> _TASK DETAILS_: In the material, rewrite the stretch from the line containing "Where can the dead bare" through the line containing "point(39, 169)", replacing "thickest part" with "widest part" and leaving everything else unchanged.

> _DATA FOR PROCESSING_:
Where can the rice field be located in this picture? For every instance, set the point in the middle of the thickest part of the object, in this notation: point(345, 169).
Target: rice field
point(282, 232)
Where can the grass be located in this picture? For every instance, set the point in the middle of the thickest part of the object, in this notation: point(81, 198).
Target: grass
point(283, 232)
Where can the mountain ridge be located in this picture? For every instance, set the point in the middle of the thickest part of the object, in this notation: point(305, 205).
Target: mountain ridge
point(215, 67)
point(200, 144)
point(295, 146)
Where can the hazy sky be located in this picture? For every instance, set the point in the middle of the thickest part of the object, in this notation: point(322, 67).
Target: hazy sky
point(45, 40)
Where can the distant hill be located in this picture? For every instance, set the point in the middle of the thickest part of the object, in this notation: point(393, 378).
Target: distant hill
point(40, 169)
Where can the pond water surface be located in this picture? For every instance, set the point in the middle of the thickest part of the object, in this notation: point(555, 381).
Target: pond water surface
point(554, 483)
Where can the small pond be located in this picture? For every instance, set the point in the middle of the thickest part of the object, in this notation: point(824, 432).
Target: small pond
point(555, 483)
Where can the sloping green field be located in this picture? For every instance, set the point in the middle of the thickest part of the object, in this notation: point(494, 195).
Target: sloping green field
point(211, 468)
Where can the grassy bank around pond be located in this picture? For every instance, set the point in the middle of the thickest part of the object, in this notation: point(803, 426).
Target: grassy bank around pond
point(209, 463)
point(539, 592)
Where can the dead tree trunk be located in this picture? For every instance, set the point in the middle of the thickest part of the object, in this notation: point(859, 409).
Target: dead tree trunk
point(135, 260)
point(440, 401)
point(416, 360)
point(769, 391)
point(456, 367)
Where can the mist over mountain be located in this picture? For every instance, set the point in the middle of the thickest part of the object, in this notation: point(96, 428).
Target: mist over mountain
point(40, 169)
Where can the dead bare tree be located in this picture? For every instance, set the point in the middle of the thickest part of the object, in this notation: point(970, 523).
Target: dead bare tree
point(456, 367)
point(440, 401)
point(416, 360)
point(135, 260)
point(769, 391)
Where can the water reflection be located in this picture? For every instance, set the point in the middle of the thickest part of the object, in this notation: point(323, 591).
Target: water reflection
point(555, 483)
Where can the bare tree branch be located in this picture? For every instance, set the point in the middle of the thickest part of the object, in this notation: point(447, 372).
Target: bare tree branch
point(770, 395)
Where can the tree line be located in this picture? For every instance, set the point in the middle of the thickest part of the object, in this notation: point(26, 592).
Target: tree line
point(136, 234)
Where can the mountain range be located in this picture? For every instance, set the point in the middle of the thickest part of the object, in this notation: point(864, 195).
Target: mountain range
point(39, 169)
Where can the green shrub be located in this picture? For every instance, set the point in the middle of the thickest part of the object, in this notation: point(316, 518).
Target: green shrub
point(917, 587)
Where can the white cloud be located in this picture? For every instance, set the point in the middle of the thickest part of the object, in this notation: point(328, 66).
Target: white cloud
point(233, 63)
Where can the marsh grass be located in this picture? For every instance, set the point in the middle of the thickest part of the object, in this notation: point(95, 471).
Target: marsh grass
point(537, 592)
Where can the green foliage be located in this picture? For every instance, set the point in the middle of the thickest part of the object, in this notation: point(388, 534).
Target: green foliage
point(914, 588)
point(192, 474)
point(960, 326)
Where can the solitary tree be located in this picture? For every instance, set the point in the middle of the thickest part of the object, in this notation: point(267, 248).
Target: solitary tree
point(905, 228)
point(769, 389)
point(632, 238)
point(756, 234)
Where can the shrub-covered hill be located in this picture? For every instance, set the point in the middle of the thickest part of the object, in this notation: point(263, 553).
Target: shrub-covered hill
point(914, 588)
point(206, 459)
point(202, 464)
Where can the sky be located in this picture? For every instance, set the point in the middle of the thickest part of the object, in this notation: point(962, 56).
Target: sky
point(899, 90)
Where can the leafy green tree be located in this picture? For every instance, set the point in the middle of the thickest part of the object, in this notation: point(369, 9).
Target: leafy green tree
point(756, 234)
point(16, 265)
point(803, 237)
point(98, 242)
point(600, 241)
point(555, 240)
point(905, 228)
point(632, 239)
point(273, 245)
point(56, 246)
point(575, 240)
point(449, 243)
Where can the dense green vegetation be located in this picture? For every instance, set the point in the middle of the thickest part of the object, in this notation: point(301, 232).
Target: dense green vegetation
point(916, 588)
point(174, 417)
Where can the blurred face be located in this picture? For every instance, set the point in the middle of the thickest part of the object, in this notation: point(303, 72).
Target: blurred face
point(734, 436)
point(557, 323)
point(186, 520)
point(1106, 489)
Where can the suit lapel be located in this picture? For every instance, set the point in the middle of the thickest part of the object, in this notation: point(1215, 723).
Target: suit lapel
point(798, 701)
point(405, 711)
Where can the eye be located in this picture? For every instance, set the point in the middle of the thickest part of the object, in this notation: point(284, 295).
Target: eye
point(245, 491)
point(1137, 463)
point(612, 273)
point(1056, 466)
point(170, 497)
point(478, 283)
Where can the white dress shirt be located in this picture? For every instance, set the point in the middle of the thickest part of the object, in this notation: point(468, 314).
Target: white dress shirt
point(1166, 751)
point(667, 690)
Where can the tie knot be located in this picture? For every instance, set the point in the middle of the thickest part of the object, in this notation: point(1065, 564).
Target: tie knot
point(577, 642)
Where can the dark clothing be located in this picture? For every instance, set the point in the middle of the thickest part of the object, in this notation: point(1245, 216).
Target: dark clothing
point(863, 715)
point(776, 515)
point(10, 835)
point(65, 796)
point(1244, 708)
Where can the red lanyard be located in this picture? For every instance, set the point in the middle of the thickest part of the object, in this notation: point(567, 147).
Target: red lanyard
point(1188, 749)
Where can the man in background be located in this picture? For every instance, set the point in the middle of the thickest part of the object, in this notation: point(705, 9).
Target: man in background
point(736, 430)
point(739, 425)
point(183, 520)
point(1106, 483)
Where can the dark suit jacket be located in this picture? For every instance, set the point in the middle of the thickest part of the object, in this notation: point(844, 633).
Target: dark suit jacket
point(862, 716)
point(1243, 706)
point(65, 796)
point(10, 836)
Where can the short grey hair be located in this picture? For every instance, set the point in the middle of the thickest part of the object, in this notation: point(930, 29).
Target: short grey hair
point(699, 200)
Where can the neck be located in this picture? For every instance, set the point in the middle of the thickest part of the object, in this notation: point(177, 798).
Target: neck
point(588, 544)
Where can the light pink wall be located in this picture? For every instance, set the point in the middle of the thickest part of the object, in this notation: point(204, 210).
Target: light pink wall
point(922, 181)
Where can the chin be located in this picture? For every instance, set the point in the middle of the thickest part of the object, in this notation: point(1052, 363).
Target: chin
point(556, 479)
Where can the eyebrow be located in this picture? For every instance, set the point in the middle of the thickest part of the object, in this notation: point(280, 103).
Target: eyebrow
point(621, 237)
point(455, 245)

> _SOLVED PROBLEM_:
Where can the dead bare tree be located in this picture? For every instance, set the point in the middle of the widest part of the object, in this notation: point(970, 523).
Target: dead bare tree
point(456, 367)
point(440, 401)
point(416, 360)
point(135, 260)
point(769, 391)
Where can the water reflection be located in this picture? For every instance, set the point in the middle of the widest part of the object, in this notation: point(323, 591).
Target: water reflection
point(555, 483)
Where can the bare tree branch be located in this picture? For every instance, set the point in the middle of the widest part of the object, in this notation: point(447, 372).
Target: bare tree branch
point(770, 395)
Where can the tree line be located in this picture? For every instance, set the point in the middle of the widest part of the object, in this notation: point(26, 592).
Target: tree line
point(136, 234)
Where can the mountain range be located in this picture? For every instance, set the point in the middle of the widest part of the object, in this notation: point(864, 195).
Target: mountain range
point(39, 169)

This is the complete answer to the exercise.